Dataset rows
▬▬▬

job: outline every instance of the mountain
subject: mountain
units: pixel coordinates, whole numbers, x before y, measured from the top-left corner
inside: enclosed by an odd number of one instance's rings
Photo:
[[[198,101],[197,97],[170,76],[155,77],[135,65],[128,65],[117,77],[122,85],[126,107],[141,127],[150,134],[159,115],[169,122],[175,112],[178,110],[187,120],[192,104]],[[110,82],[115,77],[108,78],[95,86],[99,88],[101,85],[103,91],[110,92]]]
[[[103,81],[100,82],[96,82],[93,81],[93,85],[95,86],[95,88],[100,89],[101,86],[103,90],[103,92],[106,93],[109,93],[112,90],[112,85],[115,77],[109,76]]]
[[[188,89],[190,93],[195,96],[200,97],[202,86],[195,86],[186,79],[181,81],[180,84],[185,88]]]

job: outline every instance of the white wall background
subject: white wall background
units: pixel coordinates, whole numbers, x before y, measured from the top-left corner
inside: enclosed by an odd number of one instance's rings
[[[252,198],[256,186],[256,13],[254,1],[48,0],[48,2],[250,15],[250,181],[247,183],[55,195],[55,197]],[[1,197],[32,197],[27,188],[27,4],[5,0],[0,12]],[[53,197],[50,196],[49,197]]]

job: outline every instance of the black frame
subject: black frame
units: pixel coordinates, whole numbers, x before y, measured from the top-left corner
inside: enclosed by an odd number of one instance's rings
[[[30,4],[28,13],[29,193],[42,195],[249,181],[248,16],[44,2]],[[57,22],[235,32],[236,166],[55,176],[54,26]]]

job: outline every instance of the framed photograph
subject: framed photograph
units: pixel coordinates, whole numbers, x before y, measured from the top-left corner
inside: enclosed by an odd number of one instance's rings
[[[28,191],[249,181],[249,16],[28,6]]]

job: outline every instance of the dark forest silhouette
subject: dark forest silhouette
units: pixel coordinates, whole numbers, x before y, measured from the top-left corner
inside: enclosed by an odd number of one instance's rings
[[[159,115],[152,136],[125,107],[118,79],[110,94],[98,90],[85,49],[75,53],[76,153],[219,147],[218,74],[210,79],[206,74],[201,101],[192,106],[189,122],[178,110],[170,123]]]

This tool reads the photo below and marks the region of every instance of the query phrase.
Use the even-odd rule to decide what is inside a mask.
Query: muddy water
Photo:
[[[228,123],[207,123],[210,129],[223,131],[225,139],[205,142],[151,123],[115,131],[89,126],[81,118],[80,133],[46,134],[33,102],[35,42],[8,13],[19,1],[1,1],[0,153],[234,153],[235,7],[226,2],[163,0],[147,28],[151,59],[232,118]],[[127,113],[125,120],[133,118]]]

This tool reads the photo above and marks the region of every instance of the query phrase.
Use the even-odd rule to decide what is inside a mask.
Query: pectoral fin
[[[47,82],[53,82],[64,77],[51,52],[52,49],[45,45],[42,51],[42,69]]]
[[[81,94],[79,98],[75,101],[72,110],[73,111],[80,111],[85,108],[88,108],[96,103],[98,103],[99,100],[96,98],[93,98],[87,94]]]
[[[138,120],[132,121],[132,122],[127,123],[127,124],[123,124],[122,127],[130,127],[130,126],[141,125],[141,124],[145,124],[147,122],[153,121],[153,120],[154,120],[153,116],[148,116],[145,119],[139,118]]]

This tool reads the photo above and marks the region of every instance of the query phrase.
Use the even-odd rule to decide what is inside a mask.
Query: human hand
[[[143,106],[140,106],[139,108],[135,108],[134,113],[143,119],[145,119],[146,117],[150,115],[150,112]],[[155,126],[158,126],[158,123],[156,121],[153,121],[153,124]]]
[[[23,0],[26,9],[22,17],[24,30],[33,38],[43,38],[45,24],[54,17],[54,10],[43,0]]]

▬▬▬

Rewrite the listing above, starting with the line containing "job: outline every instance of the framed" and going on through the line containing "[[[28,191],[249,181],[249,16],[28,6]]]". Adjust every coordinate in the answers by adding -56, and copy the request lines unchanged.

_WRITTEN SOLUTION:_
job: outline every instance of the framed photograph
subject: framed photograph
units: pixel coordinates, whole numbers, x before y, measured from the top-left corner
inside: enclosed by an odd number of one instance's rings
[[[-28,135],[193,125],[193,-40],[-28,-50]]]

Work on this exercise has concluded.